Document excerpt:
--
Personality Simulation:
L'eminence grise of Artificial Intelligence
By Norman D. Livergood, Ph.D.
The field of Artificial Intelligence (AI) began in 1956 at a conference at Dartmouth
University.
John McCarthy, a math professor at Dartmouth, had written a proposal and received a $7,500 grant
from the Rockefeller Foundation.
McCarthy had framed his proposal this way:
"...a two-month, ten-man study of artificial intelligence
be carried out during the summer of 1956 at Dartmouth
College in Hanover, New Hampshire.
The study is to proceed on the basis of the conjecture
that every aspect of learning or any other feature of
intelligence can in principle be so precisely stated that
a machine can be made to simulate it. "
It's an interesting question to ask why the Rockefeller Foundation would be interested in funding a
project to simulate human intelligence.
The answer would appear several years later when the United States Department of Defense began
to fund human personality simulation projects with the stated purpose of "controlling human behavior."
--
Given material:
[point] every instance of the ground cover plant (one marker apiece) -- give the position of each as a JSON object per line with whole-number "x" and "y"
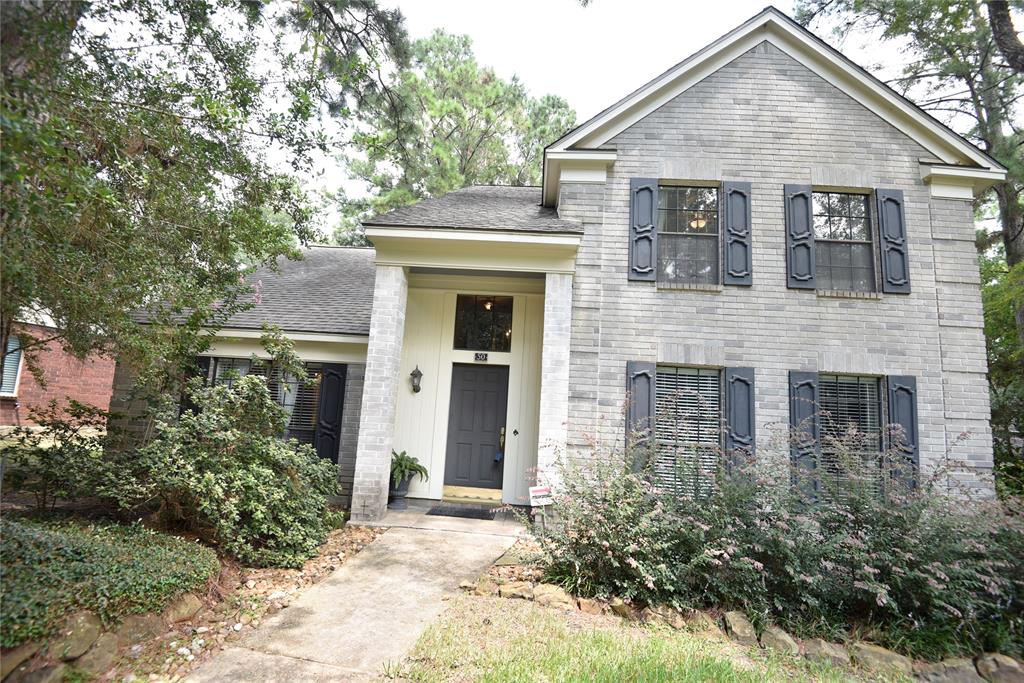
--
The problem: Using the excerpt on personality simulation, decide whether each statement agrees with it, answering yes or no and quoting the words that decide it: 1. McCarthy's grant came from the Rockefeller Foundation. 2. The proposed study was to last three months. 3. McCarthy was a history professor at Dartmouth. Use only the text, not the listing.

Output of the exercise:
1. Yes: "received a $7,500 grant from the Rockefeller Foundation"
2. No: "a two-month, ten-man study of artificial intelligence"
3. No: "a math professor at Dartmouth"